* **AUFGABEN**
1/ Nenne alle geografischen Namen von Ländern, Städten, Orten und Kontinenten, die im Textauszug über Musik vorkommen.
2/ Gib jede Zeile der Einträge an, in der das Wort „stone“ steht.

* **TEXTAUSZUG**
Absolut – davon bin ich zu 100% überzeugt! Sie haben ja gemerkt, dass da ein riesiges Loch da war, als im ersten Corona-Lockdown alles von 100 auf 0 runtergefahren wurde. Mein Wunsch wäre eigentlich gewesen, dass man Spotify, YouTube und alles andere abdreht und dass es zwei Monate überhaupt keine Musik gibt, weil dann würden die Menschen merken, was ihnen fehlt. Musik ist eines der natürlichsten Dinge, die es gibt, weil es über Schwingungen geht. Die ganze Welt schwingt. Jedes Auto, das jetzt während des Interviews vorbeifährt, macht Töne, Geräusche. Sie müssen sich vorstellen, die ÖBB hat die Taurus-Lok so eingestellt, dass die Spannungen, die erzeugt werden, in einer Tonleiter ablaufen, weil das fürs menschliche Ohr angenehmer zu hören ist.
Häufig separiert man sich, es gibt Bewegungen, die Dinge auseinandertreiben. Es gibt Menschen, die möchten sich gerne besser fühlen als andere. Das ist auch sehr oft in der klassischen Musik passiert. Ich glaube gar nicht, dass das so sehr von Musizierenden ausgegangen ist, sondern von Veranstaltern oder vom Publikum, das sich abgrenzen wollte. Die kommuniziert haben, „Wenn du das und das nicht weißt, dann lern einmal was, sonst darfst du das gar nicht genießen“ und das war ein Riesenfehler. Wenn man Menschen in eine Ecke drängt, dann werden sie sich wehren. Aber gerade bezüglich Musik als verbindendem Element möchte ich das Projekt in Kenia als schönstes Beispiel anführen: das Projekt „Ghetto Classics“ in Nairobi. Im viertgrößten Slum Afrikas, Korogocho, wurde 2009 dieses Projekt gegründet. Es ist in einer katholischen Schule und dort bekommen die Kinder Instrumentalunterricht und das ist genau das beste Beispiel, dass Musik Menschenleben verändern kann. Dort lernen die Kinder nämlich voneinander. Da gibt es auch eine ganz andere Dynamik als in vielen Bereichen in Österreich. Bei uns wird im Schulsystem vorgegeben, was sie tun müssen – dort entscheiden die Kinder selber, dass sie weiterkommen wollen, zumindest jetzt mal in der Musik. Es gibt schon gewisse Vorgaben, aber der Wunsch, an die älteren heranzutreten und zu sagen, „Bitte, bring mir das bei. Wie machst du das? Ich hab da ein Problem, wie können wir das lösen?“, das ist wirklich das wunderschöne. Dadurch, dass sie in diesem System aufwachsen und schon von jung an die anderen Kinder unterrichten, ist es das Ziel, dass sie einmal da hinkommen, dass sie wirklich unterrichten, dort angestellt werden und dann auch noch Geld verdienen damit. Wir versuchen, sie dann auch ins Ausland zu Workshops zu schicken, dass sie wirklich gut ausgebildet sind und das Ergebnis ist dann, dass sie Geld verdienen als Lehrende und dass sie durch die Musik den sozialen Standard der Familie heben. Es gibt diese wunderbare Dokumentation über „Ghetto Classics“ auf YouTube (https://www.youtube.com/watch?v=YGBLWVW2XP8). Da kann man sehen, dass das Leben im Slum durch Drogen-Gangs bestimmt wird und trotzdem unterstützten all diese verschiedenen Banden quasi über die Grenzen hinweg dieses Projekt, weil sie wollen, dass ihre Kinder dort hingehen, weil sie dann ein besseres Leben haben als sie selbst – über die klassische Musik beziehungsweise Musik ganz allgemein.

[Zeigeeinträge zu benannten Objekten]
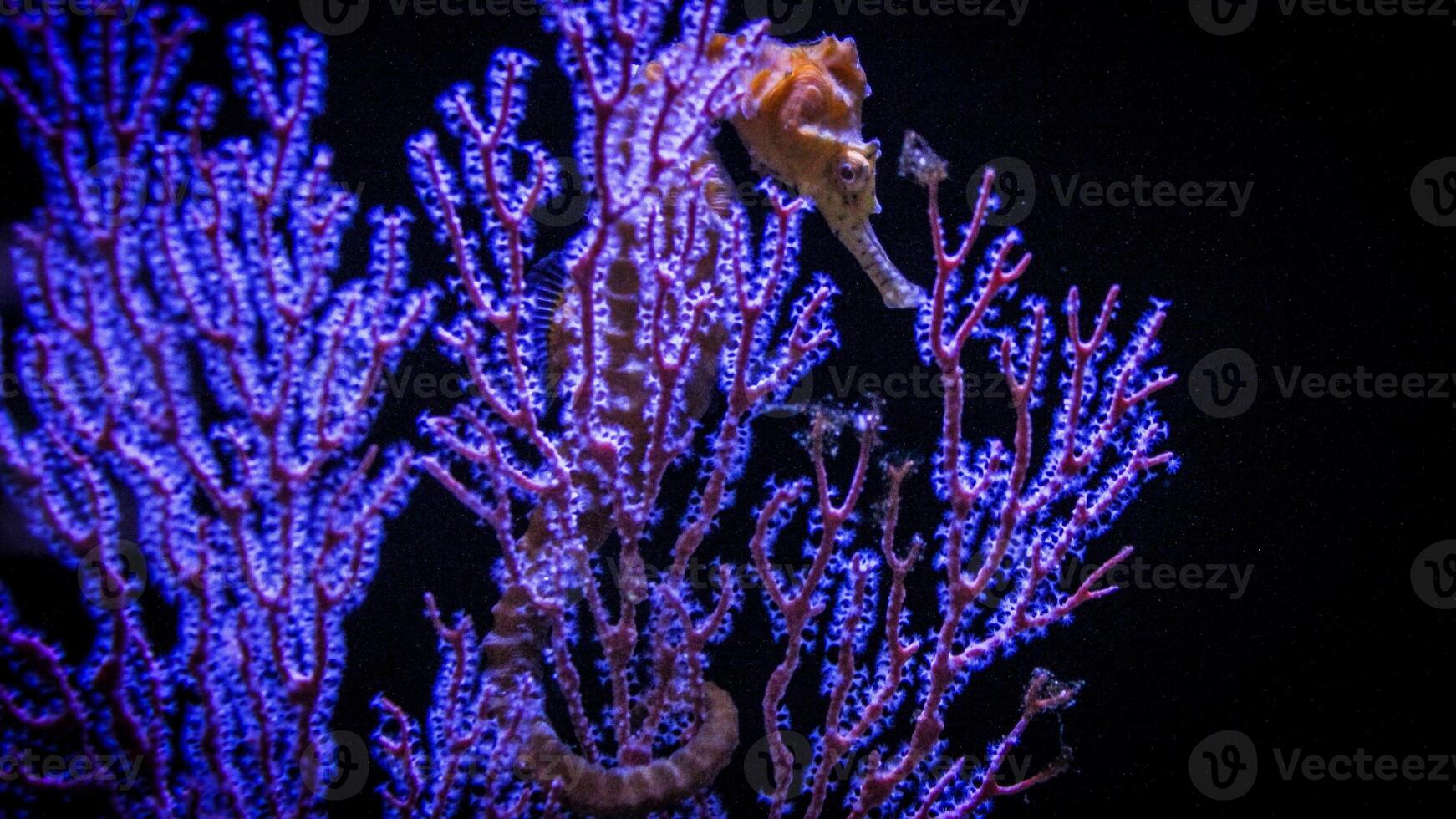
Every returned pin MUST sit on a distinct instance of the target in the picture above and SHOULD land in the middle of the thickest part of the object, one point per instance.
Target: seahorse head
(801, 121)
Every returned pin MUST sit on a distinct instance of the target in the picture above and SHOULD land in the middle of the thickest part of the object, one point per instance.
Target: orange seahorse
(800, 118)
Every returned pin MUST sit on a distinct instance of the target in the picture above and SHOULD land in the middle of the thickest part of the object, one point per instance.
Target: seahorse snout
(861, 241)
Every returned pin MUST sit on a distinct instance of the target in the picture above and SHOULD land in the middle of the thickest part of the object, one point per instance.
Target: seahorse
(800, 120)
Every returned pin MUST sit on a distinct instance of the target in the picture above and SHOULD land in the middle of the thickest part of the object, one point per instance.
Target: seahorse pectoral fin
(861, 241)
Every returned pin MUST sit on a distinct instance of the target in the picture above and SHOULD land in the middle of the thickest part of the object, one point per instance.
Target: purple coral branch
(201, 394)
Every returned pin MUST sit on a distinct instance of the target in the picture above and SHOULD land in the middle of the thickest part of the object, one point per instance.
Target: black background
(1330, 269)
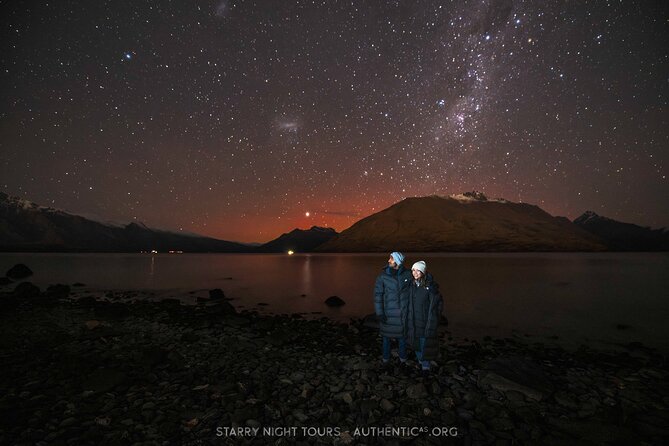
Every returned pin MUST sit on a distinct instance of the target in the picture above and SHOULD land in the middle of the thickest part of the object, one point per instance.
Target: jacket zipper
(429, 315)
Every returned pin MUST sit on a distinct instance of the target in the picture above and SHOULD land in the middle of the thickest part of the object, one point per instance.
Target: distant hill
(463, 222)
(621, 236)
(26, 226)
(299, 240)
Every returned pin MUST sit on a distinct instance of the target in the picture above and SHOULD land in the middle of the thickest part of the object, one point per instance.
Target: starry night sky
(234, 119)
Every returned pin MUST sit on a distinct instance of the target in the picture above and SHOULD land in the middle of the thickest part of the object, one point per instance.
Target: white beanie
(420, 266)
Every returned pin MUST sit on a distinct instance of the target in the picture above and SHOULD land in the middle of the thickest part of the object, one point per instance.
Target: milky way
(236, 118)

...

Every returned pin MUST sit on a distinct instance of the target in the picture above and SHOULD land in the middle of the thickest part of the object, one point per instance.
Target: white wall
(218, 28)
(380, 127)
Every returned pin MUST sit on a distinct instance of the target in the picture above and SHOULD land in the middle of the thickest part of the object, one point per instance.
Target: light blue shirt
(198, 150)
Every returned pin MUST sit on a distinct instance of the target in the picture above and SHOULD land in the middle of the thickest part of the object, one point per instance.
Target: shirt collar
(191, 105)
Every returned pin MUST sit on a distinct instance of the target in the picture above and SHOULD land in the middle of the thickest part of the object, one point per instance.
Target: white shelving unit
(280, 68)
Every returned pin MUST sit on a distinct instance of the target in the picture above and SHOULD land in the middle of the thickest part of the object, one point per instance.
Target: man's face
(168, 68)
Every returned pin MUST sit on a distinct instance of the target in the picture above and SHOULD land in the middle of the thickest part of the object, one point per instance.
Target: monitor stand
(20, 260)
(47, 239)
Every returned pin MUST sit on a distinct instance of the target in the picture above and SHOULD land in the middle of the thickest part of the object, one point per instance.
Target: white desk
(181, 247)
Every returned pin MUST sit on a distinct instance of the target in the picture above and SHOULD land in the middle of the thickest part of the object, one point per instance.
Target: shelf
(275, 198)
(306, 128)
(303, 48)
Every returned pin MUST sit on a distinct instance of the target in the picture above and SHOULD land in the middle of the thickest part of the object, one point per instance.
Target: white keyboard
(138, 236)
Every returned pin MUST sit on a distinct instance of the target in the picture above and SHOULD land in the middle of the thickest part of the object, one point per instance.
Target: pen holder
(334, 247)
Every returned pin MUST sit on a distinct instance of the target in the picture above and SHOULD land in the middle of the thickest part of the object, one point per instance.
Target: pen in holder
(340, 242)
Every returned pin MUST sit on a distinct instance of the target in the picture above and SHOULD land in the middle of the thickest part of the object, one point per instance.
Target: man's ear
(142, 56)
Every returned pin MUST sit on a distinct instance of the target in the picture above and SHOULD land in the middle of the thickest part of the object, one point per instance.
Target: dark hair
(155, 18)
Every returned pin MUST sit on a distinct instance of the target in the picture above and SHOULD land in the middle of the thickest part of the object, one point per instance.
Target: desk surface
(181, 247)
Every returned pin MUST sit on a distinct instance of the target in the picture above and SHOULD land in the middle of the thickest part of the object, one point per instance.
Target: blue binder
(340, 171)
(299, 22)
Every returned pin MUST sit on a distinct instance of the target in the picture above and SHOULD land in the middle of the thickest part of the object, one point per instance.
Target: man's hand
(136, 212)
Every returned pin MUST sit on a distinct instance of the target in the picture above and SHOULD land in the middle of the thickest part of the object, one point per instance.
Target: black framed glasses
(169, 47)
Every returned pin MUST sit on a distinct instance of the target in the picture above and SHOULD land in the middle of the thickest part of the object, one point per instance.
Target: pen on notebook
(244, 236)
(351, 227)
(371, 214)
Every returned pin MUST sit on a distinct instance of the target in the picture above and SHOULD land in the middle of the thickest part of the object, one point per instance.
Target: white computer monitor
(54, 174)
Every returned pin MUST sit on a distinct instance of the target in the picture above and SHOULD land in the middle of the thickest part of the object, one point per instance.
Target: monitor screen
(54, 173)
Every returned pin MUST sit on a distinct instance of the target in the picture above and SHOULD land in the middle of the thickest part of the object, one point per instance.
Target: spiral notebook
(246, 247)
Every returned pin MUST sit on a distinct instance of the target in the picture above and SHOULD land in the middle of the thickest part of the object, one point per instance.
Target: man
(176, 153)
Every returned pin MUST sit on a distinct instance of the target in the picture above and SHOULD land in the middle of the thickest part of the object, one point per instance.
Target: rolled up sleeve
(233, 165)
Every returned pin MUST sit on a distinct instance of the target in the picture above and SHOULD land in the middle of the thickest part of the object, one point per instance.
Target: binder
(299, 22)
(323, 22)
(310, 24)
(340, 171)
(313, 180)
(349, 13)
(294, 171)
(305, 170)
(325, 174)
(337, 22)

...

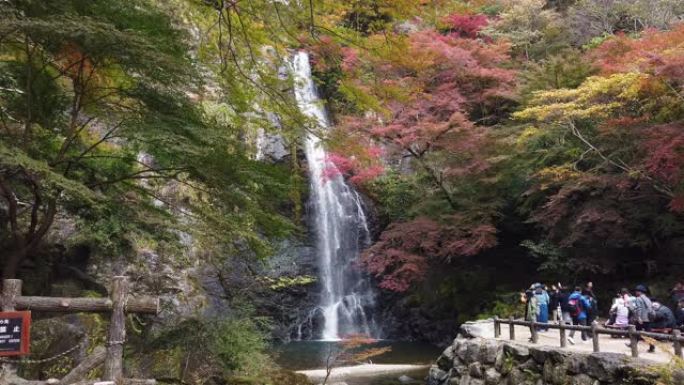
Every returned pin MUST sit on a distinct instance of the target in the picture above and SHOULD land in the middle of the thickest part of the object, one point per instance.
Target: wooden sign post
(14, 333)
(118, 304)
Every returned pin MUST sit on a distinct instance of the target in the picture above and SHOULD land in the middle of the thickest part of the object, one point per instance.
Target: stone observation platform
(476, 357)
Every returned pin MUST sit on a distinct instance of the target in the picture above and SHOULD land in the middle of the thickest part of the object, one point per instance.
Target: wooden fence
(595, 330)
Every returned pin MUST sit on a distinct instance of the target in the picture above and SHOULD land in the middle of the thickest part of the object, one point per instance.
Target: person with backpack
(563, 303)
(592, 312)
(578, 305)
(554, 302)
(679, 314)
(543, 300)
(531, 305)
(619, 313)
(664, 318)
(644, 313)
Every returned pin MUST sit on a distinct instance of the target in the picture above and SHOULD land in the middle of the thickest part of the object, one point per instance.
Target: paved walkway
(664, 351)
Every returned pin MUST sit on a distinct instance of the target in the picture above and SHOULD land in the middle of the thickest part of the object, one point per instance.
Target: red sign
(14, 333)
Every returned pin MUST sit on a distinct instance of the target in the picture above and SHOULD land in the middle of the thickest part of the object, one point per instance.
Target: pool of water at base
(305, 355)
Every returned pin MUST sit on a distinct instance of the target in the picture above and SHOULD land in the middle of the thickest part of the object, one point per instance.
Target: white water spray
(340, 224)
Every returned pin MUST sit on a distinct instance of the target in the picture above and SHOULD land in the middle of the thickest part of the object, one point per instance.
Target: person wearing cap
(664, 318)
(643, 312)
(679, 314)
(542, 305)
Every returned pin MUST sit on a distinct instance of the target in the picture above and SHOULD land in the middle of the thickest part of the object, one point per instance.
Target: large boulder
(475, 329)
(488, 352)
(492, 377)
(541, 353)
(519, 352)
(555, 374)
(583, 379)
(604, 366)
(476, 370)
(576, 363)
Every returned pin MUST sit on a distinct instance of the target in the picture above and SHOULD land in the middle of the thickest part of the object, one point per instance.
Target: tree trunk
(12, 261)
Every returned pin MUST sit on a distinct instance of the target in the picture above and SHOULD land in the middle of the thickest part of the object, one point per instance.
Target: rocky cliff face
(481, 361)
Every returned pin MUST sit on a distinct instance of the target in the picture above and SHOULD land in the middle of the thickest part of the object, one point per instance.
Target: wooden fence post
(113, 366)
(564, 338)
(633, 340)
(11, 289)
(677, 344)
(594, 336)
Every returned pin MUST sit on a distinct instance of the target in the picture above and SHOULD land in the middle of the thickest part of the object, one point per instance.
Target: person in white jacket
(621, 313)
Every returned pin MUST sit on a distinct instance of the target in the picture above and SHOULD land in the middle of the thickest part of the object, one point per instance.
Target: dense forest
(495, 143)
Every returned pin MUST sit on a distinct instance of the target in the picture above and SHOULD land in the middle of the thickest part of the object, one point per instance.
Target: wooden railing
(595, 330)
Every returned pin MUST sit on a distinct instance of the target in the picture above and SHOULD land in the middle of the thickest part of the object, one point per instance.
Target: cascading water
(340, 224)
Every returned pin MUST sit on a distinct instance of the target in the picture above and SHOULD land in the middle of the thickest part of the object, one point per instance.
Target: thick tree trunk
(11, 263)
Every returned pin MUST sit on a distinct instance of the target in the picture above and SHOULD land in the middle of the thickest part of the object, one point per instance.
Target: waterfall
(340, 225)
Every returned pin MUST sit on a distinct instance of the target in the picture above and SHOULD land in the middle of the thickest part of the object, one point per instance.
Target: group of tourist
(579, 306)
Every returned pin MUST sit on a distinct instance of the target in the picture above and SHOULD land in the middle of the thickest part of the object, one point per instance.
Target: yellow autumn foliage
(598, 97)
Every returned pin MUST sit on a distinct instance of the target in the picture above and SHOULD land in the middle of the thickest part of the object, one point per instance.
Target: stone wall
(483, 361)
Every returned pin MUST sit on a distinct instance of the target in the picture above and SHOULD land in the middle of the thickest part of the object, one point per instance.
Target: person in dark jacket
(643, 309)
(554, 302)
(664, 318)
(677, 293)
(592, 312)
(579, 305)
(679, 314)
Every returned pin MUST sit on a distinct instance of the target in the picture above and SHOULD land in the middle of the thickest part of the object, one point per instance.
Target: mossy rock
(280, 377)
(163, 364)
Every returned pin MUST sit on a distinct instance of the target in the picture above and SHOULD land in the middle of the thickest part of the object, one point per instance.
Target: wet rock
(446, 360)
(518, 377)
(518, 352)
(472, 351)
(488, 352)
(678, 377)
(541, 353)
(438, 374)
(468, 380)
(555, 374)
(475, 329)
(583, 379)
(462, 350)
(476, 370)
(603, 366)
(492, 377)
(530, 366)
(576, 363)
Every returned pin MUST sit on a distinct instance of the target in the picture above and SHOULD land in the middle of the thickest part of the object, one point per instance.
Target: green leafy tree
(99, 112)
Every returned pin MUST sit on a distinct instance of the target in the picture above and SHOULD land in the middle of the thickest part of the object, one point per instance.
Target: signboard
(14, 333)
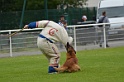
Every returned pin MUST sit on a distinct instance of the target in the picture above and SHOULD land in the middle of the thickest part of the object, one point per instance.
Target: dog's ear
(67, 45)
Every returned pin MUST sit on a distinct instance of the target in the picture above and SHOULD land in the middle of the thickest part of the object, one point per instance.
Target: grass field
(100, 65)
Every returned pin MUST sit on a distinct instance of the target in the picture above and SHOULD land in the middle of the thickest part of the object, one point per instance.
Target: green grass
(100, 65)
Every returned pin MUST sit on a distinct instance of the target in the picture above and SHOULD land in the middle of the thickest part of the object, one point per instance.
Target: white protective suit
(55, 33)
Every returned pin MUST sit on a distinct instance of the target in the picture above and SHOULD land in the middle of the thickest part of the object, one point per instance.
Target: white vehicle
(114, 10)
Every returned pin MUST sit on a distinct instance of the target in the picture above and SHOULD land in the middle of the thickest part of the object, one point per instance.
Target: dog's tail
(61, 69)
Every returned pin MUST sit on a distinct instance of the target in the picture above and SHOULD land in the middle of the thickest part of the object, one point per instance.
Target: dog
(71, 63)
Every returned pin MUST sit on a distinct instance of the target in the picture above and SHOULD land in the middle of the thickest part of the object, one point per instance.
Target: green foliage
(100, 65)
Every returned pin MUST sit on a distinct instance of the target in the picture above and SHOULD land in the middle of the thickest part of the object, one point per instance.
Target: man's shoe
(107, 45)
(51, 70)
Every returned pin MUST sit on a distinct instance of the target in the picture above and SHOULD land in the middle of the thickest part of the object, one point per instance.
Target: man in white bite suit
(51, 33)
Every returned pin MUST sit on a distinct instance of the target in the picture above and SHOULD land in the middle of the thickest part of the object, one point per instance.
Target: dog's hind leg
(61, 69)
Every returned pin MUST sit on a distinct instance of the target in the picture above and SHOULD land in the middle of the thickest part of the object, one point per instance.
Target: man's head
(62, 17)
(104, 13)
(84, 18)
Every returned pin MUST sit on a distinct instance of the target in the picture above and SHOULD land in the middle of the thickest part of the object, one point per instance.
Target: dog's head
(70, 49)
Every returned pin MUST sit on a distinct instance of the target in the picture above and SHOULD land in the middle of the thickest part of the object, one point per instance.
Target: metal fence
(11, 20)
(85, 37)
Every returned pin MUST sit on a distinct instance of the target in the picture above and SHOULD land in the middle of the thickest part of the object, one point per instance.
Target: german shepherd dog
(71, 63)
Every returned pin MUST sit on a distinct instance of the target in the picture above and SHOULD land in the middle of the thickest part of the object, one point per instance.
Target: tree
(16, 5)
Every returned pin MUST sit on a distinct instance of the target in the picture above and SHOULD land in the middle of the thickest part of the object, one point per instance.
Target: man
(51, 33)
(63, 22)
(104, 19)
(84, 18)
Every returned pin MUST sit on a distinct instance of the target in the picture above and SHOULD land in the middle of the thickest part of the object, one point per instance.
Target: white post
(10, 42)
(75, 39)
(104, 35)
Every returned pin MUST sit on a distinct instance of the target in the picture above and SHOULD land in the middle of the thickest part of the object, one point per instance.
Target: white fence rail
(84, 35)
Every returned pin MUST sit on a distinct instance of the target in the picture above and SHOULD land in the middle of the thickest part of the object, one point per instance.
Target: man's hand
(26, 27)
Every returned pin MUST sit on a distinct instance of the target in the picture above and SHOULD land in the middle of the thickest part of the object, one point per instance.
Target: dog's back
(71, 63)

* **LÖSUNGEN JE AUFGABE**
1/ Kenia, Nairobi, Korogocho, Afrika, Österreich

2/
Target: stone observation platform
Target: stone wall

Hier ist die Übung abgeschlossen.